• **PAGE EXCERPT**:
○ ○ ○ ○

Except wait. Nope, in the state of Virginia, interracial marriages are illegal. So Jeter and Loving go up to Washington, D.C., where interracial marriages are legal, tie the knot on June 2, 1958, and return home to live with each other back in Virginia. Well somehow word must got out about the couple, because shortly thereafter, the local sheriff ordered a late night raid of their home.
So yeah, in the middle of the night, police not only burst into their home but also into their bedroom, hoping to catch them having sex, which also was illegal. The Lovings were actually sleeping, and awoke to being arrested for violating Virginia’s Racial Integrity Act, the law that said whites and non-whites could not marry each other.

The Lovings pled guilty, and the judge sentenced them to one year in prison. However, their sentence was suspended as long as they moved out of Virginia and never returned as a married couple for 25 years.

○ ○ ○ ○

[Some records]
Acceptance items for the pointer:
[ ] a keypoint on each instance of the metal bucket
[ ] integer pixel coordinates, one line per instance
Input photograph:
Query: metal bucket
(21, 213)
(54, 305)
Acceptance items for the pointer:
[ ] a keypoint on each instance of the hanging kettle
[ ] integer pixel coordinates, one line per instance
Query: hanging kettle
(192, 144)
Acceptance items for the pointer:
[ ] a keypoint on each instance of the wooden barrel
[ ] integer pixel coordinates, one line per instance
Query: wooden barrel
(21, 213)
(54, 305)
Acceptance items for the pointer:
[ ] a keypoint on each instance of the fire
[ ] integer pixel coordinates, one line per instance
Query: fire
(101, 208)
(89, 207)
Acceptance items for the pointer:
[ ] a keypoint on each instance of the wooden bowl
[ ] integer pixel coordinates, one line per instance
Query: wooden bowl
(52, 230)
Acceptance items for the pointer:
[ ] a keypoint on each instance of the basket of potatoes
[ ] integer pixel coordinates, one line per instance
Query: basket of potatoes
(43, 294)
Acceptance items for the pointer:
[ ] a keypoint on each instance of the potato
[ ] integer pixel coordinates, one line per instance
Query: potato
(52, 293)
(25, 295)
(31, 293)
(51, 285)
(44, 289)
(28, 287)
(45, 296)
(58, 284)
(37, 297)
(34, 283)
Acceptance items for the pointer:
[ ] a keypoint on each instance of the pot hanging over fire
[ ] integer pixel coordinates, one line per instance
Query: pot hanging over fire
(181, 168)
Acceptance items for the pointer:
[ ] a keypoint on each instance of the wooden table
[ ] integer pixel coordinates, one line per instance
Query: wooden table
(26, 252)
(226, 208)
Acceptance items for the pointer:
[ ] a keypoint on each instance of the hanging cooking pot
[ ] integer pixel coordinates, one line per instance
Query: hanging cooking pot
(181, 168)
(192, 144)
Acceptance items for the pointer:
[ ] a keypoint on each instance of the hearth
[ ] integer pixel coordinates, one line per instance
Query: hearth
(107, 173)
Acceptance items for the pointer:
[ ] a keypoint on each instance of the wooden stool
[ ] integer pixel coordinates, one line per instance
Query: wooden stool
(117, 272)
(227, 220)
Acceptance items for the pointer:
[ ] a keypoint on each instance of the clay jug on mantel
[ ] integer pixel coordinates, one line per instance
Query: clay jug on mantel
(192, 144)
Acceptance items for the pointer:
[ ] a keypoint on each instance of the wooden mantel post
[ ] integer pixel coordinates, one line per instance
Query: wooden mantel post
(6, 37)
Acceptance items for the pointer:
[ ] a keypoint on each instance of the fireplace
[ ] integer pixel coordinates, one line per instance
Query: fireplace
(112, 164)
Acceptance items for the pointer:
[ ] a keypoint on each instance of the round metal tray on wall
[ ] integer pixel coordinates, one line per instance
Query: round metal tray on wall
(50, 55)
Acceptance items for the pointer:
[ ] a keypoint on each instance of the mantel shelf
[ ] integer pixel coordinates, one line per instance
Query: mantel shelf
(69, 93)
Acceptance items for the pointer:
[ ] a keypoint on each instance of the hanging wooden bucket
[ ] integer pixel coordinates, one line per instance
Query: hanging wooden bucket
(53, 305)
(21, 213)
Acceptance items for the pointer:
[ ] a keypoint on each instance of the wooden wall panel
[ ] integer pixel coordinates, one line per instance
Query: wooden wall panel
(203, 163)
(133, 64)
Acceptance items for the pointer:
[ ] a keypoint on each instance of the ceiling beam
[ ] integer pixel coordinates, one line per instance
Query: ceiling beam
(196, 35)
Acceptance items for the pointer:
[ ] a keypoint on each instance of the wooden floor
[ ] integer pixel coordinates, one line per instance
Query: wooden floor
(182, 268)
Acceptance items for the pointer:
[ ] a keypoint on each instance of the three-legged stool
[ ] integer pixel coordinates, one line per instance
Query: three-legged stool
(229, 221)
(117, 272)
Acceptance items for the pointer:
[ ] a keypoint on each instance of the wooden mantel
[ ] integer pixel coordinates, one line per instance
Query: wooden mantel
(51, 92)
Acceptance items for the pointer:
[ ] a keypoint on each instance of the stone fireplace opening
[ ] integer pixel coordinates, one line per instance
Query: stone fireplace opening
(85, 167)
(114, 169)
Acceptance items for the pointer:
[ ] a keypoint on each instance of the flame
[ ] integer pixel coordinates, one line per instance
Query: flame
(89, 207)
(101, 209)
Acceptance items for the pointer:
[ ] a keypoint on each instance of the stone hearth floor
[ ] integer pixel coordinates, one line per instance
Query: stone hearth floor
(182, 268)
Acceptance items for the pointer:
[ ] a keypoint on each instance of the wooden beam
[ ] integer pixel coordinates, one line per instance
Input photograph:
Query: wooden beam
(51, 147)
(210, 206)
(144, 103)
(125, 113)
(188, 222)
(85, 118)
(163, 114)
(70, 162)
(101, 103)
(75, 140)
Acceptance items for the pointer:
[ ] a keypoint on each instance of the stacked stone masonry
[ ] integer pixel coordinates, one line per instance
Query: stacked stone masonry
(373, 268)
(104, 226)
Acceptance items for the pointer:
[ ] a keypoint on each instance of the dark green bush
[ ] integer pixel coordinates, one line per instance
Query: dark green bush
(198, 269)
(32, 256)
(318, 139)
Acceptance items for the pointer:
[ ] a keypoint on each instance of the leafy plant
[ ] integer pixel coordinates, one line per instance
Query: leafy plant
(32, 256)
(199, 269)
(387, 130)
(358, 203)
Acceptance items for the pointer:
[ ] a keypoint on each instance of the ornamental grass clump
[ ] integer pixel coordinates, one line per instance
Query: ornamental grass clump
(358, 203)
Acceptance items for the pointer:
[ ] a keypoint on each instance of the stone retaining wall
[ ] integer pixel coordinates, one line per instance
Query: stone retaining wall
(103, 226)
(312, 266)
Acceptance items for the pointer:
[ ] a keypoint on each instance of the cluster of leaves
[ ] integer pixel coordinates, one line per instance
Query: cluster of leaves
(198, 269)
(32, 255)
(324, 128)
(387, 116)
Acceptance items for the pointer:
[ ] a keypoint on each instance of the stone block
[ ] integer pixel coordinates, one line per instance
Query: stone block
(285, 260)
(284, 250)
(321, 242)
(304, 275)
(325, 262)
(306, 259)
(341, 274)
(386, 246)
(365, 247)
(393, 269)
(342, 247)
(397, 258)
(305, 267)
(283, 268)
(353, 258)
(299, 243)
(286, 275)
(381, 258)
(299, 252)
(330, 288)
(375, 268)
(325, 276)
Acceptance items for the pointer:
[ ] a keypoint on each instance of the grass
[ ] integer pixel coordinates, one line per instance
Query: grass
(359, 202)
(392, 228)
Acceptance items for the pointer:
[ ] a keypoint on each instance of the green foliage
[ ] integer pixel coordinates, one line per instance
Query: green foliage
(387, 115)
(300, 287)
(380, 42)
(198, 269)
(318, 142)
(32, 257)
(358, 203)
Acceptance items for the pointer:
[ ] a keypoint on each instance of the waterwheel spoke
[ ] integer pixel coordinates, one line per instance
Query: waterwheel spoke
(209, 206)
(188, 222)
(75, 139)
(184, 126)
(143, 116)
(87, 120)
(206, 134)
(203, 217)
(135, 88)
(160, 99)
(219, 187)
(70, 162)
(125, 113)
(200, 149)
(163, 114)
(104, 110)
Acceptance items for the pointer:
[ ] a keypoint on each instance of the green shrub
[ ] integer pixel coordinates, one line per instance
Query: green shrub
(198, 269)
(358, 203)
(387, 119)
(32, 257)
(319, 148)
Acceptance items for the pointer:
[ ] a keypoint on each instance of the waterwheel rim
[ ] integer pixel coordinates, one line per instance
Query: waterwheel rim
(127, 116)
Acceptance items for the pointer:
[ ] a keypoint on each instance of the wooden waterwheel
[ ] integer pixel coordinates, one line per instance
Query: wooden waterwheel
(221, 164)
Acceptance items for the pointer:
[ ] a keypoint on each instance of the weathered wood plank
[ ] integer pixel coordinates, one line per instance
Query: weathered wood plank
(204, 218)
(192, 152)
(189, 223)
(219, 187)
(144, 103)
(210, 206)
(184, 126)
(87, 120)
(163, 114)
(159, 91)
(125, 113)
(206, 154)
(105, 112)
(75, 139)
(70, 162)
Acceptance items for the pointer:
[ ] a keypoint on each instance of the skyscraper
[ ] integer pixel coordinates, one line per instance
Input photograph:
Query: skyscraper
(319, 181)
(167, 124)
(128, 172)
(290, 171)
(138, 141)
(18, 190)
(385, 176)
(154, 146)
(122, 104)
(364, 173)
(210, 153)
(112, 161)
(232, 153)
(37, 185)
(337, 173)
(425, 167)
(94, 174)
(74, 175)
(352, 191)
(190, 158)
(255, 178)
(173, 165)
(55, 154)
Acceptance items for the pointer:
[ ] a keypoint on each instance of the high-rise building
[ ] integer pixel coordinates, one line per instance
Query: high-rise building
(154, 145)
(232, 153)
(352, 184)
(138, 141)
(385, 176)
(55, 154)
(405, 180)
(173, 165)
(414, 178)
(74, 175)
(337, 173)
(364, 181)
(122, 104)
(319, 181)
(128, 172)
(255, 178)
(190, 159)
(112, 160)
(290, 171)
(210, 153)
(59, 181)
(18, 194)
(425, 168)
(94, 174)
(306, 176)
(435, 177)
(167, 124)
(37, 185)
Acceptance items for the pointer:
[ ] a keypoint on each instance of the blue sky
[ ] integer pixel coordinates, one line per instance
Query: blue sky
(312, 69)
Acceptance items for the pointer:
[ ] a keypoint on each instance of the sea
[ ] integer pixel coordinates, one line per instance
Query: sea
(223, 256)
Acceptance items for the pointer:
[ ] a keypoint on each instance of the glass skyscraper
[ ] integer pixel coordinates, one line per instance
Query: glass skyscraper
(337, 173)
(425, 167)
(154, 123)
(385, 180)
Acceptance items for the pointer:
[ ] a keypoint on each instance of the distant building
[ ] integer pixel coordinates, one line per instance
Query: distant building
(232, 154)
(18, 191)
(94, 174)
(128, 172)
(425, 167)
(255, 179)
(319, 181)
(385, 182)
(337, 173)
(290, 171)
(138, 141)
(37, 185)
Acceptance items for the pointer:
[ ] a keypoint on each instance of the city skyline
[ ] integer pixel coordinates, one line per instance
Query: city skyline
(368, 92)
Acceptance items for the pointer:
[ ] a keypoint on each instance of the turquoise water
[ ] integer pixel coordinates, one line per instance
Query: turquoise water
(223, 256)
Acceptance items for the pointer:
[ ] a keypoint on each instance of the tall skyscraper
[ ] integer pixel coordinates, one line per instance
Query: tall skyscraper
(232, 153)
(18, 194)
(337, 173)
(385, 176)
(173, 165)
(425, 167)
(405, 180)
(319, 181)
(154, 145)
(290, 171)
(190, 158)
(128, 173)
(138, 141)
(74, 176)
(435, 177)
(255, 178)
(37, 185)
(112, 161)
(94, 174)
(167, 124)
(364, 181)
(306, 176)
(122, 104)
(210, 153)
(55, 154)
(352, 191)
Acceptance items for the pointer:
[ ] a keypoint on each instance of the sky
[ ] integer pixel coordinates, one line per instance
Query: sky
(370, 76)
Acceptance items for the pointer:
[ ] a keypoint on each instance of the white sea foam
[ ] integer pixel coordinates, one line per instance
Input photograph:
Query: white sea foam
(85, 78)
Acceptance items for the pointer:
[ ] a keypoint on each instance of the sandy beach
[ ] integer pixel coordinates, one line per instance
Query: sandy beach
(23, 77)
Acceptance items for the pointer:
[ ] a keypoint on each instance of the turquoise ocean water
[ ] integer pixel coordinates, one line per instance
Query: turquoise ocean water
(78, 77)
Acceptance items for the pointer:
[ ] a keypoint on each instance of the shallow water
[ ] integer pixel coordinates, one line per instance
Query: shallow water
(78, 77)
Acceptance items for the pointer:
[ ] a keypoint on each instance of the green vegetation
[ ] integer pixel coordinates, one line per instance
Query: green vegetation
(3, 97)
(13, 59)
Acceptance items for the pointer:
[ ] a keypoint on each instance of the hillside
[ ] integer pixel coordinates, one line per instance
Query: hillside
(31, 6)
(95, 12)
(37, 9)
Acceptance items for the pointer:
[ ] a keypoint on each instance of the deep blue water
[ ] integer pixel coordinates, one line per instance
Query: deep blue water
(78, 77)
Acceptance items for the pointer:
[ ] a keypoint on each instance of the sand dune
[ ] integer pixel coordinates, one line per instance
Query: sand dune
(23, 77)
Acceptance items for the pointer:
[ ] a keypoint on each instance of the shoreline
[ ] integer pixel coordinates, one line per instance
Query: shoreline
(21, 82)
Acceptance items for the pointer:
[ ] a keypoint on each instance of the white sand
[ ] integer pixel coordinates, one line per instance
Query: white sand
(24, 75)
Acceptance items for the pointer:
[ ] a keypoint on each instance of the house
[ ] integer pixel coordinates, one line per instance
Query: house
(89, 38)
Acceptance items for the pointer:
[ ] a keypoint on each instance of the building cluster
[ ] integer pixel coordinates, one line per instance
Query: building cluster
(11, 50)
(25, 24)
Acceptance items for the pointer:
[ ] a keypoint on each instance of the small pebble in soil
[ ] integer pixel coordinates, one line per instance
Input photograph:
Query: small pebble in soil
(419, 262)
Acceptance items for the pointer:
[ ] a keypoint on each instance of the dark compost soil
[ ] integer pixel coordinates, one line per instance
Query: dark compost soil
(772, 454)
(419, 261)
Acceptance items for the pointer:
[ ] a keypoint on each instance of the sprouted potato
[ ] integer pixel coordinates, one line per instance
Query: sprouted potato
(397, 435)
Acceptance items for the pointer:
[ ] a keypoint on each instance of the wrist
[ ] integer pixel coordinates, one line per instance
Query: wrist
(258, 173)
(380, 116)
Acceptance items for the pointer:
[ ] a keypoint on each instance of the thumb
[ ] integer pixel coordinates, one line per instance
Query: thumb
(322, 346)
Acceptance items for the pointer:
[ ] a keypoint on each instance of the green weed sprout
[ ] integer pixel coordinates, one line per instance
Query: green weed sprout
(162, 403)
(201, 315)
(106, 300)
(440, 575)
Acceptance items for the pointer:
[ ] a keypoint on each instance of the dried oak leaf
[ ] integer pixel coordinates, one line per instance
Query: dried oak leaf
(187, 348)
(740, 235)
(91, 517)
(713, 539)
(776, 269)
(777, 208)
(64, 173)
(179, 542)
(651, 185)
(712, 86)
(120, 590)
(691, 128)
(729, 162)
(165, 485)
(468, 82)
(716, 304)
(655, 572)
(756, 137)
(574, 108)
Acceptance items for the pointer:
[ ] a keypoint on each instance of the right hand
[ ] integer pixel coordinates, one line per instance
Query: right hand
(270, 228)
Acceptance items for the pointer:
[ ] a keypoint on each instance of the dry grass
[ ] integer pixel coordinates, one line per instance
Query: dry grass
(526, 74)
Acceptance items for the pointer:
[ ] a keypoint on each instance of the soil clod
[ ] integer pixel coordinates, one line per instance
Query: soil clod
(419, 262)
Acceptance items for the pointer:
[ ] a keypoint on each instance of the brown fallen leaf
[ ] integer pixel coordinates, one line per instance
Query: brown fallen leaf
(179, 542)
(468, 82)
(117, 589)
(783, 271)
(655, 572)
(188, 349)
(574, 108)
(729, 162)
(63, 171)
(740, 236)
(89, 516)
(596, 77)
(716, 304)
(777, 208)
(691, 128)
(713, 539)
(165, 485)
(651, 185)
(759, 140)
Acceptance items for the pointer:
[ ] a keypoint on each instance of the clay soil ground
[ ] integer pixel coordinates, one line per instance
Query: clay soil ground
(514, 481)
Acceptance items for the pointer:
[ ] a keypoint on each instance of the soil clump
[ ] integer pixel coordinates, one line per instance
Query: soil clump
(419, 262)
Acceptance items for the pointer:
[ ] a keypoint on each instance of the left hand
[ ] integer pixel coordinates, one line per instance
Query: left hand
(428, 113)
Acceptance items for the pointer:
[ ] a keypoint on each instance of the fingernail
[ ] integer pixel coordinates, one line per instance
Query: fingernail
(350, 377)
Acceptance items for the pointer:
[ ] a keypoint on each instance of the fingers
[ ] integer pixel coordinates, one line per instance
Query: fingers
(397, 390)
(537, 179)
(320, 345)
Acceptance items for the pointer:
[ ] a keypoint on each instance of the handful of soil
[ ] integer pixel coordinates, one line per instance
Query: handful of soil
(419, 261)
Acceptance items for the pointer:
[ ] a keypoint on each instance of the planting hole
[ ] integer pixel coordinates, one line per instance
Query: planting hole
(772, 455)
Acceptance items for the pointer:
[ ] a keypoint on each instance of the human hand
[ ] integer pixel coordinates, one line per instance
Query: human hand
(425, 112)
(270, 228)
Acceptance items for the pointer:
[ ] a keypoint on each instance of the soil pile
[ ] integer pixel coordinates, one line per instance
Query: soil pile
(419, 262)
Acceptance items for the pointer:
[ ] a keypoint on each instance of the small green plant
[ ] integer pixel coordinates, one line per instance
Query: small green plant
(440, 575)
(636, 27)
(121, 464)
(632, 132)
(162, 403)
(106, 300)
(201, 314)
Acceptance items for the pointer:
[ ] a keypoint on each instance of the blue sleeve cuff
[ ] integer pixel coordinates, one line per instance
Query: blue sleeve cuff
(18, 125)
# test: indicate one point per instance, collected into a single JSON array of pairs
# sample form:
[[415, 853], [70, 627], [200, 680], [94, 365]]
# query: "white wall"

○ ○ ○ ○

• **TASK INSTRUCTIONS**:
(a) According to the excerpt about the Lovings' marriage, in what city and on what date did the couple marry?
(b) Extend the excerpt about the Lovings' marriage, picking up after its last sentence.

• **RESPONSES PER TASK**:
(a) They married in Washington, D.C., on June 2, 1958.

(b)
So the Lovings moved up to the same city where they got married, Washington D.C. The Lovings did occasionally sneak back down to Virginia, but for five years they lived in DC and basically hated it. As Mildred and Richard’s family grew in DC, they missed their family back home, and probably the clean country air. In 1964, tired of living as an exile, Mildred wrote Attorney General Robert Kennedy. Kennedy referred her letter to the American Civil Liberties Union, or ACLU, who then reached out to the Lovings.

The ACLU’s two volunteer cooperating attorneys, Bernie Cohen and Philip Hirschkop, filed a motion on behalf of the Lovings to the Virginia Caroline County Circuit Court, requesting it to allow the marriage since denying it broke the Fourteenth Amendment’s Equal Protection Clause. The County Circuit Court didn’t respond, so Cohen and Hirschkop sued the U.S. District Court for the Eastern District of Virginia. After no luck there, the ACLU helped the Lovings appeal to the Virginia Supreme Court. While the Virginia Supreme Court also upheld the constitutionality of the interracial marriage ban, it did get rid of the sentence banning the Lovings from the state of Virginia.

It’s important to note that during all of this, Mildred and Richard Loving got a lot of national media attention. They absolutely were not looking for all of this attention, but it obviously did help raise awareness of their struggle, especially after Life Magazine came out and took pictures of them.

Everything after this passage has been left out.